> **Instructions for the task**: Rewrite every line of the data below, substituting "gravel" for each occurrence of "sand" and leaving everything else unchanged. Leave out the pictures.

> **Provided material**:
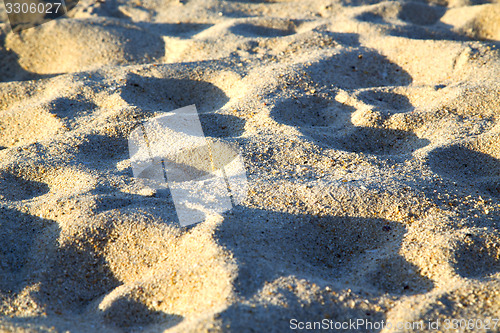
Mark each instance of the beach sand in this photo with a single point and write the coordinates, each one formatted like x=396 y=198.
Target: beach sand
x=370 y=133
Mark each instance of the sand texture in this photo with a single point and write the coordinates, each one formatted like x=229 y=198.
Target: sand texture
x=370 y=133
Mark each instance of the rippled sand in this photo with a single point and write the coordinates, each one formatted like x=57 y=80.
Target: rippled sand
x=370 y=133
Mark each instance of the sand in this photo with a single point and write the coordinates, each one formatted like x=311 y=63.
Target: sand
x=370 y=133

> **Completed exercise**:
Mark each instance of the beach gravel in this photo with a single point and write the coordinates, each one formatted like x=396 y=198.
Target: beach gravel
x=370 y=133
Mark each instance of the gravel texture in this photo with a single point and write the coordinates, each one formatted like x=229 y=198.
Target: gravel texture
x=370 y=133
Mark each instance of the rippled gravel in this photo with a single point and write the coordinates, each one formatted like x=57 y=80.
Target: rippled gravel
x=370 y=133
Mark each instance of the gravel in this photo with a single point and write the coordinates, each one formatted like x=311 y=63.
Target: gravel
x=370 y=133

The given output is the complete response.